Every line that contains "Each" must be located and copied from the data.

BEGIN Exercise data

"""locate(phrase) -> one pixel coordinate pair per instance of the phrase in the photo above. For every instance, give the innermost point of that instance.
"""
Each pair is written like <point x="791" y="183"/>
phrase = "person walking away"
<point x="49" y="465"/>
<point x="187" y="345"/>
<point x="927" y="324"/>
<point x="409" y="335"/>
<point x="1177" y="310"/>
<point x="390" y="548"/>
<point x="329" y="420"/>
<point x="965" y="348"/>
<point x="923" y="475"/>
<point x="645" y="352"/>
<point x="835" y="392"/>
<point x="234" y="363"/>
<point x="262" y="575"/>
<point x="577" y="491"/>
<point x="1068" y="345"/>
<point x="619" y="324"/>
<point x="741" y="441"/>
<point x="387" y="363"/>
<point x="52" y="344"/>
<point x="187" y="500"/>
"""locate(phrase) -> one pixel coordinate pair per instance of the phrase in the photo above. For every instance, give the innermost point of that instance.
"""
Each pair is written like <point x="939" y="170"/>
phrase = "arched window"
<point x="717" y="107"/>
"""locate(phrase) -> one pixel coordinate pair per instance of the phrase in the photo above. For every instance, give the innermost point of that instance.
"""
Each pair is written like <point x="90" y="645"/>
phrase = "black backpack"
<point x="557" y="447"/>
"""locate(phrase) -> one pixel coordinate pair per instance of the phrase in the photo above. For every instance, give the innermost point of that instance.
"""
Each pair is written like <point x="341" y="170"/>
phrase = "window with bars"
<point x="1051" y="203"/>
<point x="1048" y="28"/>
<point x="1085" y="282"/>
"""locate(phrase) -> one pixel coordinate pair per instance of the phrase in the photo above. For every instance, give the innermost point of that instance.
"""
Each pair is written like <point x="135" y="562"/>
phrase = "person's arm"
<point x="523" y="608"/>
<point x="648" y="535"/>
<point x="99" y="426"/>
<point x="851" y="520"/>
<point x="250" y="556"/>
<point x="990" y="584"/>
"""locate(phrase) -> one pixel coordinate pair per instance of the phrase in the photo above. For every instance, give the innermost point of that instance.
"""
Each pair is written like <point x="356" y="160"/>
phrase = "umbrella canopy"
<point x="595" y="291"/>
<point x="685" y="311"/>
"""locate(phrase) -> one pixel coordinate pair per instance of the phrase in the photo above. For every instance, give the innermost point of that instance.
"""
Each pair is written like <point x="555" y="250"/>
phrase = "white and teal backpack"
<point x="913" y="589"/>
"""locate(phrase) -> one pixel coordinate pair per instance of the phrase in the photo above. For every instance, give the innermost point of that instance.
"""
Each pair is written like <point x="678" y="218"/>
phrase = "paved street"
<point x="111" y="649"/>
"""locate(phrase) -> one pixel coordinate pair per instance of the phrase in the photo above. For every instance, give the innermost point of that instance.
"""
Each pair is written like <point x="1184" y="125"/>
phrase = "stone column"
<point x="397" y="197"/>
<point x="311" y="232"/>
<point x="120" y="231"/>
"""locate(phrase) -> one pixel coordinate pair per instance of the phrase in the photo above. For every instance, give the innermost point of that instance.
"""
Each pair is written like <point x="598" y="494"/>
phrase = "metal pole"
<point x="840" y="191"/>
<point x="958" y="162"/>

END Exercise data

-- Response area --
Each pair is written like <point x="791" y="183"/>
Each pair is written like <point x="939" y="170"/>
Each pair is written like <point x="90" y="645"/>
Each pair is written like <point x="341" y="170"/>
Each pair is written like <point x="135" y="562"/>
Each pair is written like <point x="356" y="160"/>
Each pair is written like <point x="555" y="250"/>
Each pair is written like <point x="678" y="218"/>
Each pair is written like <point x="1184" y="125"/>
Each pair is written like <point x="598" y="494"/>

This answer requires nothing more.